# Start of Text to read

All Products
Search
Document Center

Alibaba Cloud Service Mesh:Implement a canary release with Mixerless Telemetry

Last Updated:Mar 11, 2026

Canary releases let you roll out application updates gradually by shifting a small percentage of production traffic to the new version and increasing it only when metrics stay healthy. Service Mesh (ASM) uses Mixerless Telemetry to collect request metrics directly from Envoy sidecars, without the legacy Mixer component. This reduces latency and resource overhead compared to Mixer-based telemetry.

This tutorial sets up an automated canary release pipeline that combines three components:

  • Prometheus collects request success rates and latency metrics from Envoy sidecars.

  • Flagger watches those metrics and progressively shifts traffic to the new version.

  • Horizontal Pod Autoscaler (HPA) scales pods based on load during the rollout.

How it works

Flagger automates the canary release lifecycle in five stages:

  1. Detect -- A new revision is detected (for example, an image tag change).

  2. Scale up -- The canary deployment scales up and pre-rollout checks run.

  3. Analyze -- Flagger queries Prometheus at each interval for request success rate and P99 latency. If metrics meet the thresholds, canary traffic increases by a fixed step.

  4. Promote -- Once canary traffic reaches the configured maximum, Flagger copies the canary spec to the primary deployment and routes all traffic to it.

  5. Scale down -- The canary deployment scales to zero and the rollout is marked as succeeded.

If metrics fail threshold checks more than the configured number of times, Flagger routes all traffic back to the primary and marks the rollout as failed. See Automated rollback for details.

Time estimates based on this tutorial's configuration:

ScenarioFormulaDuration
Successful promotioninterval * (maxWeight / stepWeight) = 1 min * (50 / 10)~5 minutes
Rollback on failureinterval * threshold = 1 min * 5~5 minutes

Prerequisites

Before you begin, ensure that you have:

  • An ASM instance with Mixerless Telemetry enabled and connected to Prometheus. For setup instructions, see Use Mixerless Telemetry to observe ASM instances

  • A Container Service for Kubernetes (ACK) cluster connected to the ASM instance

  • kubectl configured for both the ACK cluster and the ASM control plane

  • Helm 3 installed

Step 1: Deploy Flagger

Connect to your ACK cluster and install Flagger with Helm.

# End of Text to read

→ Tasks to complete
a: Rewrite the canary release tutorial, starting with "Flagger automates the" and going on through "marked as succeeded.", with "canary deployment" changed to "trial deployment".
b: Carry the canary release tutorial forward from its last sentence, in the same style.

# Start of Data

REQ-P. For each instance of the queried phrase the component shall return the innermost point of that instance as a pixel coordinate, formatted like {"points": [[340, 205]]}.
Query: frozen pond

# End of Data

→ Final results
a:
Flagger automates the canary release lifecycle in five stages:

  1. Detect -- A new revision is detected (for example, an image tag change).

  2. Scale up -- The trial deployment scales up and pre-rollout checks run.

  3. Analyze -- Flagger queries Prometheus at each interval for request success rate and P99 latency. If metrics meet the thresholds, canary traffic increases by a fixed step.

  4. Promote -- Once canary traffic reaches the configured maximum, Flagger copies the canary spec to the primary deployment and routes all traffic to it.

  5. Scale down -- The trial deployment scales to zero and the rollout is marked as succeeded.

b:
  1. Connect to the ACK cluster with kubectl. For instructions, see Obtain the kubeconfig file of a cluster and use kubectl to connect to the cluster.

  2. Create a Kubernetes secret that stores the ASM kubeconfig so Flagger can manage Istio resources on the ASM control plane:

       # Set aliases for convenience
       alias k="kubectl --kubeconfig $USER_CONFIG"
       alias h="helm --kubeconfig $USER_CONFIG"
    
       # Create a secret from the ASM kubeconfig
       cp $MESH_CONFIG kubeconfig
       k -n istio-system create secret generic istio-kubeconfig --from-file kubeconfig
       k -n istio-system label secret istio-kubeconfig istio/multiCluster=true
  3. Install Flagger from the official Helm chart:

       h repo add flagger https://flagger.app
       h repo update
       k apply -f $FLAAGER_SRC/artifacts/flagger/crd.yaml
       h upgrade -i flagger flagger/flagger --namespace=istio-system \
           --set crd.create=false \
           --set meshProvider=istio \
           --set metricsServer=http://prometheus:9090 \
           --set istio.kubeconfig.secretName=istio-kubeconfig \
           --set istio.kubeconfig.key=kubeconfig

Step 2: Deploy an Istio gateway

Create a gateway on the ASM control plane to expose the application to external traffic.

  1. Connect to the ASM instance with kubectl. For instructions, see Use kubectl on the control plane to access Istio resources.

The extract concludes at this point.